• TEXT PASSAGE:
========================================================================
20150624

Physics final exam question: "resetting" solidification age of sample

Physics 205B Final Exam, spring semester 2015
Cuesta College, San Luis Obispo, CA

A rock sample with an extremely old solidification age (as determined by radioactive dating) is heated until it is molten, and then cooled back down to a solid. Discuss what happens to its solidification age (as determined by radioactive dating), and explain why this happens. Explain your reasoning using properties of radioactive decay.

Solution and grading rubric:
  • p:
    Correct. Discusses:
    1. the solidification age of a rock is determined by comparing the amount of gaseous decay products to the amount of unstable radioactive isotopes in the sample; a higher ratio of gaseous products to unstable isotopes corresponds to a sample that had solidified a long time ago; and
    2. heating the rock until molten would release the gaseous decay products, such that when it cools back down to a solid, it would have nothing to compare to the unstable isotopes that remain in the sample, effectively giving it a zero solidification age.
  • r:
    As (p), but argument indirectly, weakly, or only by definition supports the statement to be proven, or has minor inconsistencies or loopholes. One of the two points (1)-(2) correct, other is problematic/incomplete.
========================================================================
• TASKS FOR THIS EXERCISE:
- A) In the physics exam text, list the comma-separated parts of the line that names the college.
- B) Please continue the physics exam text, starting after its final sentence.
The lines after this point have no connection to the physics exam text.
========================================================================
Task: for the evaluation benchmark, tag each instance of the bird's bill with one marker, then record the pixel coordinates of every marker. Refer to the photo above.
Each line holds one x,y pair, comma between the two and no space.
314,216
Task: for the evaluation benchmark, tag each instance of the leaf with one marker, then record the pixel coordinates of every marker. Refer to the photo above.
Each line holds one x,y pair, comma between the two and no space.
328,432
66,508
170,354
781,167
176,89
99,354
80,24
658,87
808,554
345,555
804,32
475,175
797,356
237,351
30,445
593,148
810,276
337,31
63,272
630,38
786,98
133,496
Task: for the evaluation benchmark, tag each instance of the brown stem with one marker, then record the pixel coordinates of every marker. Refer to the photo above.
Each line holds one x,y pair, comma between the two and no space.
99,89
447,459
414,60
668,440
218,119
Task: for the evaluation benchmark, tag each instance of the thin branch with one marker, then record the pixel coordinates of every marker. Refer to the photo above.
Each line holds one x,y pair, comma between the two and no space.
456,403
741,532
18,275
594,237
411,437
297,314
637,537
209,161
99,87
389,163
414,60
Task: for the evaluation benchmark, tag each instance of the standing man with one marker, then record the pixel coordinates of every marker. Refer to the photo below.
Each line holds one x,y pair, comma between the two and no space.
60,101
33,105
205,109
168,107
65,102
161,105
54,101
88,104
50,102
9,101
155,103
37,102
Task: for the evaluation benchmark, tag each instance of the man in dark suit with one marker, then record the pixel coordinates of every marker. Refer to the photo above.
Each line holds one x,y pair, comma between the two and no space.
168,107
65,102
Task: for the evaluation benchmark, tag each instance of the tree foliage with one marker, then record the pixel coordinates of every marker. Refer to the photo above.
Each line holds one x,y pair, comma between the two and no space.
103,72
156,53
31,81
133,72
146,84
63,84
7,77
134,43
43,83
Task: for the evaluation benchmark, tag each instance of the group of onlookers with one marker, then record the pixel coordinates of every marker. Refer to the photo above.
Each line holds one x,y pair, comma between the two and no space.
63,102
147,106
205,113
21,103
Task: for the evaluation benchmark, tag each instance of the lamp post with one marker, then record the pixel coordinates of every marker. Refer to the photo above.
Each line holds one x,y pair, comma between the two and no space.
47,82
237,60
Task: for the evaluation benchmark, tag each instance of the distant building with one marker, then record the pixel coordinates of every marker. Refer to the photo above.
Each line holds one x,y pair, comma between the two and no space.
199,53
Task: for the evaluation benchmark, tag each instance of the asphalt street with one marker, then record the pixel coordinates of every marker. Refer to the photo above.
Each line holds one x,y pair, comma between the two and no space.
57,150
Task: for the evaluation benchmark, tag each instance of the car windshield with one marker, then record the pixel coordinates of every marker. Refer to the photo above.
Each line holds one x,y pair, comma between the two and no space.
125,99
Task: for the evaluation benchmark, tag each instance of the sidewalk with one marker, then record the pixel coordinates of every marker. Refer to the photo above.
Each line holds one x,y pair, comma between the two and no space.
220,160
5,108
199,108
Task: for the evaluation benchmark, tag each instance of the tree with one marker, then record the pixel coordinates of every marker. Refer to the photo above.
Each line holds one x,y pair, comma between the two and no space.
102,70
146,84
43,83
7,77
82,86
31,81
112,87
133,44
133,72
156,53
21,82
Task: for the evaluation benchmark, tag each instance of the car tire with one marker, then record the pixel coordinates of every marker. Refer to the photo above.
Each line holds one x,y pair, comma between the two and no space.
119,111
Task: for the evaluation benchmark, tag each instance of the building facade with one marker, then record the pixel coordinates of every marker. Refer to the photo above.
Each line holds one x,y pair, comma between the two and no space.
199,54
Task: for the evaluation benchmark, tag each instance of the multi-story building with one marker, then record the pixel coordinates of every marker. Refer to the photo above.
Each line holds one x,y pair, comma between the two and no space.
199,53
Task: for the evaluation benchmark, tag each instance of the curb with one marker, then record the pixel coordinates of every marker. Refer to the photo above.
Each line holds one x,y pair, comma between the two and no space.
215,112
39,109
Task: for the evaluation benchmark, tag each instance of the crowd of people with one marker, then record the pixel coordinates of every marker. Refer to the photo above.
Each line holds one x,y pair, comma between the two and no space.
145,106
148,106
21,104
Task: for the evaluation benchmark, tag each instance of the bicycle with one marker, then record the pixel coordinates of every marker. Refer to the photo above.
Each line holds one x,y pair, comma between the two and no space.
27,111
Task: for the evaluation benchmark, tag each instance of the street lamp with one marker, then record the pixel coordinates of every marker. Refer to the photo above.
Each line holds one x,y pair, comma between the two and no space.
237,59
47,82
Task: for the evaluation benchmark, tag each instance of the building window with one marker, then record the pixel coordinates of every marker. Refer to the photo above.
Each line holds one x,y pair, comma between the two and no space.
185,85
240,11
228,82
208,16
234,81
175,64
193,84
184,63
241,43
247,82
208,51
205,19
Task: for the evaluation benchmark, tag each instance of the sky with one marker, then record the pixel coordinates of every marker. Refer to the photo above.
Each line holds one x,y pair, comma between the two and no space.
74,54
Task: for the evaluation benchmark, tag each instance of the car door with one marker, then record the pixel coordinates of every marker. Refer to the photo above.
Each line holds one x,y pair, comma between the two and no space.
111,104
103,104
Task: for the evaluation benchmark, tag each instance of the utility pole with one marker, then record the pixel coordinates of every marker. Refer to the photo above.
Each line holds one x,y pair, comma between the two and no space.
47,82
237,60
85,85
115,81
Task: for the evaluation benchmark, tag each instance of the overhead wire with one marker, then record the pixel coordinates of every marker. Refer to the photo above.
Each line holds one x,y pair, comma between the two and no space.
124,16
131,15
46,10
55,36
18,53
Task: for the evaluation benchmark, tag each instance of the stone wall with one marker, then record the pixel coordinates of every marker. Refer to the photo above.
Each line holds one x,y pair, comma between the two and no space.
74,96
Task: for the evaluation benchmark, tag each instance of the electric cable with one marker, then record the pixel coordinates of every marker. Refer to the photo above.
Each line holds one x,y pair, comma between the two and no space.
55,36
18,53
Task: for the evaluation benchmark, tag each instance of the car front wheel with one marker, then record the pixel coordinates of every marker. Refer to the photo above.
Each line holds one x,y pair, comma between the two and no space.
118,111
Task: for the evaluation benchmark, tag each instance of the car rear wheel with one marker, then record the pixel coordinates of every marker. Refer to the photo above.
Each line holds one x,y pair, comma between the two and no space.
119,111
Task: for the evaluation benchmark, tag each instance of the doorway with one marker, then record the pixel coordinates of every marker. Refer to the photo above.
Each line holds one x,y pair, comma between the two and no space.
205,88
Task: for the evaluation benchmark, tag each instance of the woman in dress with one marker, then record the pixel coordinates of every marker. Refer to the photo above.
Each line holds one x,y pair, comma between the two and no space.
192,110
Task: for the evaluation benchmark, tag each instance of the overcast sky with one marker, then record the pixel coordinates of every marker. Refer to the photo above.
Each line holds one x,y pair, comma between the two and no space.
========================================================================
• EXERCISE RESULTS:
- A) Cuesta College; San Luis Obispo; CA

- B)
  • t:
    Nearly correct, but argument has conceptual errors, or is incomplete. Only one of the two points (1)-(2) correct, other is missing, or both are problematic.
  • v:
    Limited relevant discussion of supporting evidence of at least some merit, but in an inconsistent or unclear manner. Some garbled attempt at applying properties of radioactive decay.
  • x:
    Implementation/application of ideas, but credit given for effort rather than merit. Approach other than that of applying properties of radioactive decay.
  • y:
    Irrelevant discussion/effectively blank.
  • z:
    Blank.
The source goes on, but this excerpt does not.